**** SUPPLIED RECORDS ****

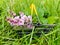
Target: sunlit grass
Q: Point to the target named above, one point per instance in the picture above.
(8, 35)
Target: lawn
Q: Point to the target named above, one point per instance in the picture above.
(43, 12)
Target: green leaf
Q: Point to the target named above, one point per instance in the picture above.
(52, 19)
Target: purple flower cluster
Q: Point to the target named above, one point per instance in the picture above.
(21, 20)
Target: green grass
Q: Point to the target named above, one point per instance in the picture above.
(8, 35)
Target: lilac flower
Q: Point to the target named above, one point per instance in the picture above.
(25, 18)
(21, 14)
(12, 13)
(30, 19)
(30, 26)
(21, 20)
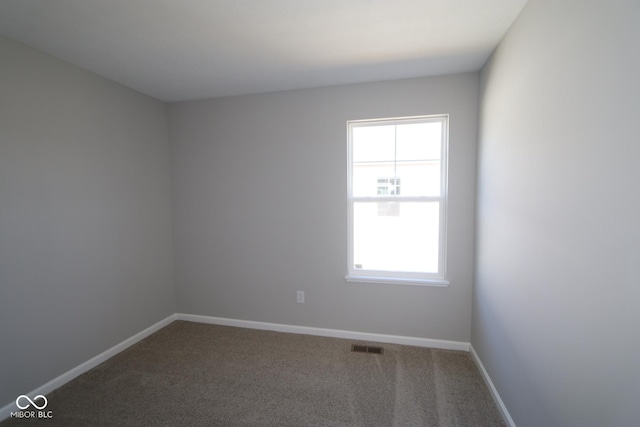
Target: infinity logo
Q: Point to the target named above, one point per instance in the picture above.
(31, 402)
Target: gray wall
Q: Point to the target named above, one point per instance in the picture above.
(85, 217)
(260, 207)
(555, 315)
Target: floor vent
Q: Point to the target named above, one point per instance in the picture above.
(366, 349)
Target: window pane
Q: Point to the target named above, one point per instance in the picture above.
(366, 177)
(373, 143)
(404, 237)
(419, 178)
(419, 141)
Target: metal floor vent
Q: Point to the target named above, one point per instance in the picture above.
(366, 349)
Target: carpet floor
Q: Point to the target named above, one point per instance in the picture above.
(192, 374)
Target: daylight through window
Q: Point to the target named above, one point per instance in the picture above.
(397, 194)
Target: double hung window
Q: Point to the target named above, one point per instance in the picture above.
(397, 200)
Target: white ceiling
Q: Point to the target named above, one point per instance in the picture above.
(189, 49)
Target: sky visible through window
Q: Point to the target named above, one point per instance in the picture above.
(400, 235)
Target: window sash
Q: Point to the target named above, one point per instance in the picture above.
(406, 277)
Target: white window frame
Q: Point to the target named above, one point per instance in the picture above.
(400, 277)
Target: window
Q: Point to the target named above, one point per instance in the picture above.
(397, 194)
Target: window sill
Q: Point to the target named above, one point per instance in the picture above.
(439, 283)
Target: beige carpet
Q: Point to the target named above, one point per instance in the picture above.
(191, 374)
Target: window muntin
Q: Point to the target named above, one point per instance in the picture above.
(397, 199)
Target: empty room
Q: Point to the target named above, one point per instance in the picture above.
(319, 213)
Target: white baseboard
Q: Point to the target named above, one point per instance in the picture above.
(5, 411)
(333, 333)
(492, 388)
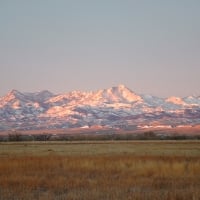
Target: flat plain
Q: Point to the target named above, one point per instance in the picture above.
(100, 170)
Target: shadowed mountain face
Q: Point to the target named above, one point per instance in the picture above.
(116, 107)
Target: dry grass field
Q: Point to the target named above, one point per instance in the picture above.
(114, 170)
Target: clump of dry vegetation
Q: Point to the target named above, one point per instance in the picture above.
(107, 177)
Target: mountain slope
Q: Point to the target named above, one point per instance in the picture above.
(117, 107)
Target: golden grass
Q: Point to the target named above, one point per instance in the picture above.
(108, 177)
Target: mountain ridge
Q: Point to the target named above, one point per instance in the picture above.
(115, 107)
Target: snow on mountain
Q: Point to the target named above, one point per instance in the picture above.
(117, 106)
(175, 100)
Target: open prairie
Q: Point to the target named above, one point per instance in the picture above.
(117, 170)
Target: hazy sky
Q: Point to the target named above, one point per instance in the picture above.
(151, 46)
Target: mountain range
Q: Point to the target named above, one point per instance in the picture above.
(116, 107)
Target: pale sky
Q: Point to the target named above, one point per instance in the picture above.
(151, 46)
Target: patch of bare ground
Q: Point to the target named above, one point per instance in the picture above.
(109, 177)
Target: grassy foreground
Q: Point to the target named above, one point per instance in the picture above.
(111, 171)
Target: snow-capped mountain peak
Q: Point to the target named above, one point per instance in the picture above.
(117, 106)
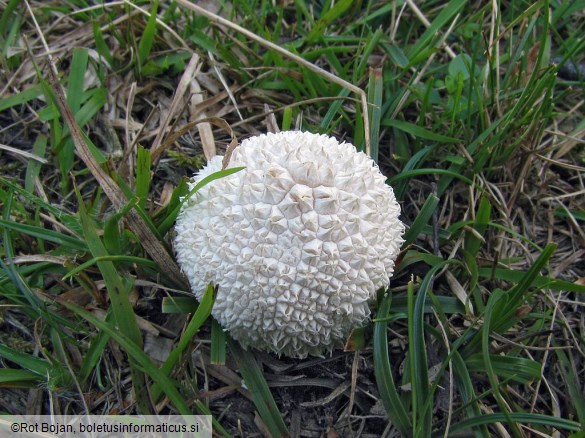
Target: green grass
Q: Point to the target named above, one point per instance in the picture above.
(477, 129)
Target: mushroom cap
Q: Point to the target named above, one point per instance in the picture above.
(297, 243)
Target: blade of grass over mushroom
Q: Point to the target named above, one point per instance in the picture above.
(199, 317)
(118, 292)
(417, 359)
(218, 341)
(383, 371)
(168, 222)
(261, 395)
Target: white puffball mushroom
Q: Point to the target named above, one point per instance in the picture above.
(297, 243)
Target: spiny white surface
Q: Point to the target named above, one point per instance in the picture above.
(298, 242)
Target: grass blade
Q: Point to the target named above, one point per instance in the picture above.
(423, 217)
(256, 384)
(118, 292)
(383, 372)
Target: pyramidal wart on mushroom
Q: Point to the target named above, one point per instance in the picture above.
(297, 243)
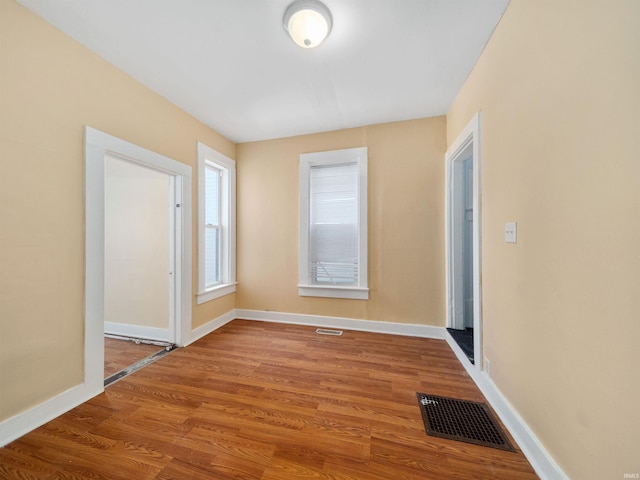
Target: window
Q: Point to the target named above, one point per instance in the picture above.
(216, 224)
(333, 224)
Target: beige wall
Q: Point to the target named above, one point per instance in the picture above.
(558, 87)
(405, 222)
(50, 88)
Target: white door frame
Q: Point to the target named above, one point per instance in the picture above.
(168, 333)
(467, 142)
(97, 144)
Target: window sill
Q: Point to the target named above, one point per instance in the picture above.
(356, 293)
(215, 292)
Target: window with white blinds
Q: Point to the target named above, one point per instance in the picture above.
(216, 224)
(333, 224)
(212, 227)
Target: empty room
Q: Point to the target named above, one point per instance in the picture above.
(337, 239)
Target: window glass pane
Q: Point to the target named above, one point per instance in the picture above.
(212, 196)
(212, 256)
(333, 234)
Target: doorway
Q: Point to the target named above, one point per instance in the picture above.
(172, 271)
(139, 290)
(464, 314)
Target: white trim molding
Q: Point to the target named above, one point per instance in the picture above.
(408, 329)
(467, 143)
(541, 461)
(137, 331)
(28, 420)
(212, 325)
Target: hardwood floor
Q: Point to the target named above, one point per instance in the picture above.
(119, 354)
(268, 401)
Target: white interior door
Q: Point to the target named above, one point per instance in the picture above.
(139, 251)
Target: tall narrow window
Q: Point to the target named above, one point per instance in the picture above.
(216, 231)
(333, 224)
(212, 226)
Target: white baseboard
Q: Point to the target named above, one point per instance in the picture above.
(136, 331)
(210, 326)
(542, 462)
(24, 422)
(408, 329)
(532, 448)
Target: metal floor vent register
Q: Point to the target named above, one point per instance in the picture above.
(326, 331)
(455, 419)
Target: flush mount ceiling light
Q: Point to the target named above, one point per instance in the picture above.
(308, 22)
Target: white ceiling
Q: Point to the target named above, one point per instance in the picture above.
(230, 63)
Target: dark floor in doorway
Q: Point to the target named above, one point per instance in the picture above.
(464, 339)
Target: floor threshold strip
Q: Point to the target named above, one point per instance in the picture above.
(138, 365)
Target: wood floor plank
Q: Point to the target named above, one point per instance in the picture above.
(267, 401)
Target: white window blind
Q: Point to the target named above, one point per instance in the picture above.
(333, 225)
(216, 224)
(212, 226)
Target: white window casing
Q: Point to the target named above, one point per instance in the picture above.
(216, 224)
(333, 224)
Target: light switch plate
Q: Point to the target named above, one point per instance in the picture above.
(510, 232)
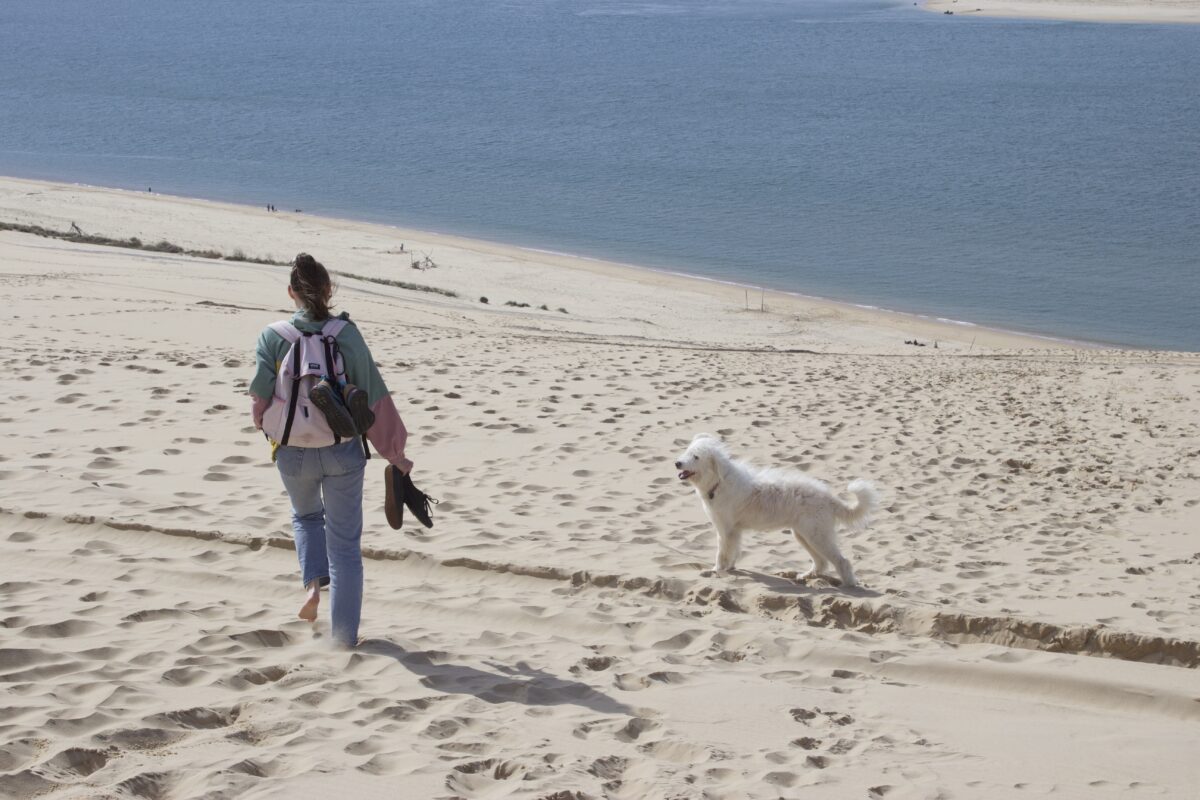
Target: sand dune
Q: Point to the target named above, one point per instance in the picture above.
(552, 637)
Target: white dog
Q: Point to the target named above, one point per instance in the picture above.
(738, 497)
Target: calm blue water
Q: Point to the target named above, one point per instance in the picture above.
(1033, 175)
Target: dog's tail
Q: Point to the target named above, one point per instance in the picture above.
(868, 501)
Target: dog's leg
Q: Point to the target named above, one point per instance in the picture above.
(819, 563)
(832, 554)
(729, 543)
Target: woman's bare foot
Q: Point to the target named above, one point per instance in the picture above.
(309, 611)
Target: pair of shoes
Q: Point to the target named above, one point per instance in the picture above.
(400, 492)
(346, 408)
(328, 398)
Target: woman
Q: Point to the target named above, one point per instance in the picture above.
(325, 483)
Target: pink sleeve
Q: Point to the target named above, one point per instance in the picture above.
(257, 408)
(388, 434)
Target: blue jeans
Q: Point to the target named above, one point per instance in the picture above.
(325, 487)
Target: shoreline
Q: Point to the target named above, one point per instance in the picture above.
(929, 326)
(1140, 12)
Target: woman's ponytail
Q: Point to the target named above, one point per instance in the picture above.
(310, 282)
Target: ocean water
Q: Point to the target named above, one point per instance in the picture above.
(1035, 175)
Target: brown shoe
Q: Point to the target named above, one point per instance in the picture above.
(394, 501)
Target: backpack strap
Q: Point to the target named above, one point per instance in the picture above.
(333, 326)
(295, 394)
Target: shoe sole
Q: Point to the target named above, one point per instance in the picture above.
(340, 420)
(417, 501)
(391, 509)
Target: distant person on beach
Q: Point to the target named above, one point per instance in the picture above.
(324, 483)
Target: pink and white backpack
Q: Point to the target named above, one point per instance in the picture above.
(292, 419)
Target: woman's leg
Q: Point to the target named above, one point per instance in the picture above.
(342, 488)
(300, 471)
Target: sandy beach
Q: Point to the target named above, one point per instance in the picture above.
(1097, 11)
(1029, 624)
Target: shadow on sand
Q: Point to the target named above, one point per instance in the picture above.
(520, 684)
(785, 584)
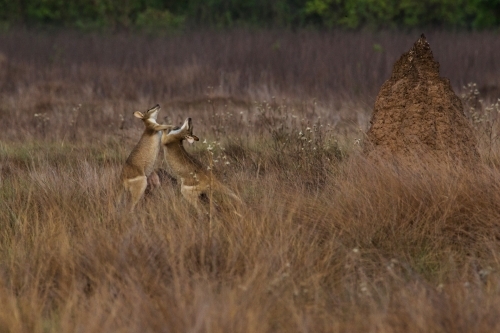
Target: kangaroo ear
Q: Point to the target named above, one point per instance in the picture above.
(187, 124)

****

[GIVEN PROBLEM]:
Extract exactly the lines from the one containing "Target: pink and white backpack" through the last line of the records above, both included, and leave out the pictures.

[THE SOLUTION]:
Target: pink and white backpack
Q: Point to the target named above, one point per instance in the picture above.
(292, 419)
Target: woman's leg
Q: Point to the target named above, one point per instance in the picture above.
(342, 488)
(300, 471)
Target: sandy beach
Q: Point to the target named above, one point per instance in the picture above.
(1097, 11)
(1029, 624)
Target: shadow on sand
Q: Point to the target named above, one point per instance in the picture above.
(520, 684)
(785, 584)
Target: kangaroo ear
Q: Point to the target named above, one point per instance in the picture above.
(187, 124)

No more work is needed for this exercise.